**Task statement:**
Your task is to print every entry below exactly as given.

**Information given:**
═══
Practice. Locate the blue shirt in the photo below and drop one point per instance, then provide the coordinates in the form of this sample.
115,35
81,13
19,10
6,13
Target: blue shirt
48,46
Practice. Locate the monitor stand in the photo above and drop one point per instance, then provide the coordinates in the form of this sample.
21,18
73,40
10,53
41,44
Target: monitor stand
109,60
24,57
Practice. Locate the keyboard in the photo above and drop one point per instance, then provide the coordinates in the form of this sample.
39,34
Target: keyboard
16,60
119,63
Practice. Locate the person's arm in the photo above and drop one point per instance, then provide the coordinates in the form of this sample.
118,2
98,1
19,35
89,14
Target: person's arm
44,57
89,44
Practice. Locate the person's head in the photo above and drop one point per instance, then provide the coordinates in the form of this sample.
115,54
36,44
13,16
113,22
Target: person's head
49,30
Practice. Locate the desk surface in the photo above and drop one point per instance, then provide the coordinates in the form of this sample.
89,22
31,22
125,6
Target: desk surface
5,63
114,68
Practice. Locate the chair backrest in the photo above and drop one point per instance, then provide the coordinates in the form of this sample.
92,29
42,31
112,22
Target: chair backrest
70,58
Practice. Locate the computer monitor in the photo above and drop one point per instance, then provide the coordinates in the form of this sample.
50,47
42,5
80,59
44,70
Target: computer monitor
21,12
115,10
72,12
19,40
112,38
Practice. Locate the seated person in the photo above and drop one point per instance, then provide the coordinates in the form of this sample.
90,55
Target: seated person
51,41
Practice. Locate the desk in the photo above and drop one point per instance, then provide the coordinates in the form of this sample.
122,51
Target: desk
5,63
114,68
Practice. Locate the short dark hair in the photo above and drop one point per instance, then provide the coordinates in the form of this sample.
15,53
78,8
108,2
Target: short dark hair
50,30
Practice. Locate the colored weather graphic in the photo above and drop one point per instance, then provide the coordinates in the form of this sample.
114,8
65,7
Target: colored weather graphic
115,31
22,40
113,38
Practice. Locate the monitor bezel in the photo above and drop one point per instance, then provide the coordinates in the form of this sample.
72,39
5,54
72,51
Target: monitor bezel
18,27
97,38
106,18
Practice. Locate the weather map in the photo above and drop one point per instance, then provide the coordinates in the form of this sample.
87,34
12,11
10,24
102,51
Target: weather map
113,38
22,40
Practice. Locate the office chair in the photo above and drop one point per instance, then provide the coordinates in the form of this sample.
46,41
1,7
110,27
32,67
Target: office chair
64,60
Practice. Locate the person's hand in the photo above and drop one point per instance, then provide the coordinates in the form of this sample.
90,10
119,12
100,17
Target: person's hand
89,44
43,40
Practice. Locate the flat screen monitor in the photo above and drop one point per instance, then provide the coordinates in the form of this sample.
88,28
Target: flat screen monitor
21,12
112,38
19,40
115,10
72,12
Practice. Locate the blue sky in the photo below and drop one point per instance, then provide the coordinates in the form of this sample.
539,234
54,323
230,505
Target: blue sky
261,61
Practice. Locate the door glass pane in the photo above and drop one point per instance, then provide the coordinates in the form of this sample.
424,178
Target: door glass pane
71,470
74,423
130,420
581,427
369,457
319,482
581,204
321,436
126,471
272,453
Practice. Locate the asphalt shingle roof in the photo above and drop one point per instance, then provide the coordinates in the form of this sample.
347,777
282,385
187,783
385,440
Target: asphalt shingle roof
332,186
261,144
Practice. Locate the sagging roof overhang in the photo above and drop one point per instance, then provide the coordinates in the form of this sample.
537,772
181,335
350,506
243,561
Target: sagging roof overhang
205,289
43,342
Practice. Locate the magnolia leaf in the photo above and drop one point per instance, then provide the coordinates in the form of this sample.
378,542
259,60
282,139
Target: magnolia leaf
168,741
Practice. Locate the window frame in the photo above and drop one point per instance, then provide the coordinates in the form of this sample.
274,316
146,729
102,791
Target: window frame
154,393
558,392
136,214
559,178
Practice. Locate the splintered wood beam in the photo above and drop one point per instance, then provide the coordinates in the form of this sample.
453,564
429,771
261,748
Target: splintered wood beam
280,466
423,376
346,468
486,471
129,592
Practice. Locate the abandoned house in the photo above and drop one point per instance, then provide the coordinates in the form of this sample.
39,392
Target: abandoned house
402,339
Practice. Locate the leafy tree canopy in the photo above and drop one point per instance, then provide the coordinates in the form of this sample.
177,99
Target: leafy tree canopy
═══
**Completed task:**
Practice. Locate the blue shirt in the photo below and drop one point per instance, then provide the coordinates in the form of this sample.
115,35
81,13
19,10
6,13
Target: blue shirt
48,46
Practice. Locate the monitor stand in the photo above and drop one point per instance, then provide the coordinates in the form of this sample.
21,18
73,40
10,53
41,44
Target: monitor stand
109,60
24,57
Practice. Locate the keyboard in the photo above and drop one point per instance, then provide the coordinates in the form of this sample.
39,34
Target: keyboard
16,60
119,63
Practice. Locate the person's arm in the photo above and drop one point per instance, then provide the coordinates in the form of this sample.
118,2
98,1
19,35
89,14
Target: person's arm
44,57
89,44
Practice. Locate the person's head in the photo above and drop one point per instance, then provide the coordinates in the form of this sample.
115,54
36,44
13,16
113,22
Target: person's head
49,30
Practice. Locate the desk surface in the photo above and drop one point per instance, then provide the coordinates in the form of this sample.
89,22
31,22
125,6
Target: desk surface
5,63
114,68
Practice. Locate the chair backrest in the photo above and drop one point per instance, then provide the coordinates in the form of this sample.
92,29
42,31
112,22
Target: chair backrest
70,58
Practice. Locate the computer monitor in the photo above and drop one point per instance, then provide the coordinates in the form of this sample.
50,47
42,5
80,59
44,70
Target: computer monitor
21,12
115,10
72,12
19,40
112,38
Practice. Locate the seated person in the photo above and drop one point per instance, then provide the coordinates in the form of this sample.
90,55
Target: seated person
51,41
Practice. Locate the desk in the photo above and drop one point per instance, then provide the coordinates in the form of this sample.
122,51
Target: desk
5,63
114,68
Practice. Locate the short dark hair in the photo above and drop one point per instance, then provide the coordinates in the form of this sample.
15,53
78,8
108,2
Target: short dark hair
50,30
Practice. Locate the colored weather graphic in the photo above and drop one point per instance, then provide the coordinates in the form of this sample.
114,8
65,7
Target: colored weather graphic
115,31
22,40
113,38
Practice. Locate the monitor bezel in the photo above and drop one point per instance, then provide the coordinates in the form of this sample.
72,39
5,54
72,51
Target: monitor bezel
18,27
97,38
106,18
Practice. Locate the weather map in the photo above and drop one point per instance, then provide the coordinates in the form of this sample.
87,34
12,11
10,24
102,51
Target: weather map
113,38
22,40
Practice. Locate the office chair in the photo above and drop one point per instance, then provide the coordinates in the form of this sample.
46,41
1,7
110,27
32,67
Target: office chair
64,60
Practice. Locate the person's hand in the photo above and drop one point per instance, then provide the coordinates in the form of this sample.
90,10
119,12
100,17
Target: person's hand
89,44
43,40
Practice. Locate the flat screen monitor in the photo above and drop one point per instance, then provide the coordinates in the form of this sample.
88,28
Target: flat screen monitor
21,12
112,38
19,40
115,10
72,12
Practice. Locate the blue sky in the photo below and drop one point per instance, then provide the coordinates in the form of this sample.
539,234
54,323
230,505
Target: blue sky
261,61
Practice. Locate the door glass pane in the photo above and drop one point per instance, then provide the coordinates in the form of this sample.
424,178
Target: door glass pane
71,470
74,423
130,420
581,427
369,457
319,482
581,204
321,436
126,471
272,453
Practice. Locate the asphalt shingle roof in the photo above and drop one point per instance, then provide the coordinates in the form of this sample.
347,777
282,385
187,783
385,440
Target: asphalt shingle roof
332,186
261,144
Practice. Locate the sagging roof overhang in the photo above and drop one point per instance, then provide the coordinates in the form of this sample.
537,772
181,335
350,506
243,561
Target: sagging roof overhang
205,289
43,342
Practice. Locate the magnolia leaf in the photo above and drop one point per instance, then provide the coordinates in the form of this sample.
378,542
259,60
282,139
Target: magnolia leaf
168,741
Practice. Locate the window frame in the photo above and drop one point per instance, then provide the coordinates in the form of this sample.
274,316
146,729
102,791
Target: window frame
154,393
558,392
136,214
559,178
Practice. Locate the splintered wood beam in the photo above and drop one point per instance, then provide the coordinates in the form of this sample.
453,564
429,771
261,748
Target: splintered wood beam
280,466
423,376
346,468
486,471
129,592
Practice. Locate the abandoned house in the photo above and drop one point per instance, then provide the coordinates in the form of this sample.
39,392
Target: abandoned house
402,339
Practice. Locate the leafy tree canopy in the photo above and drop one point per instance, then provide the coordinates in the form of this sample.
177,99
Target: leafy tree canopy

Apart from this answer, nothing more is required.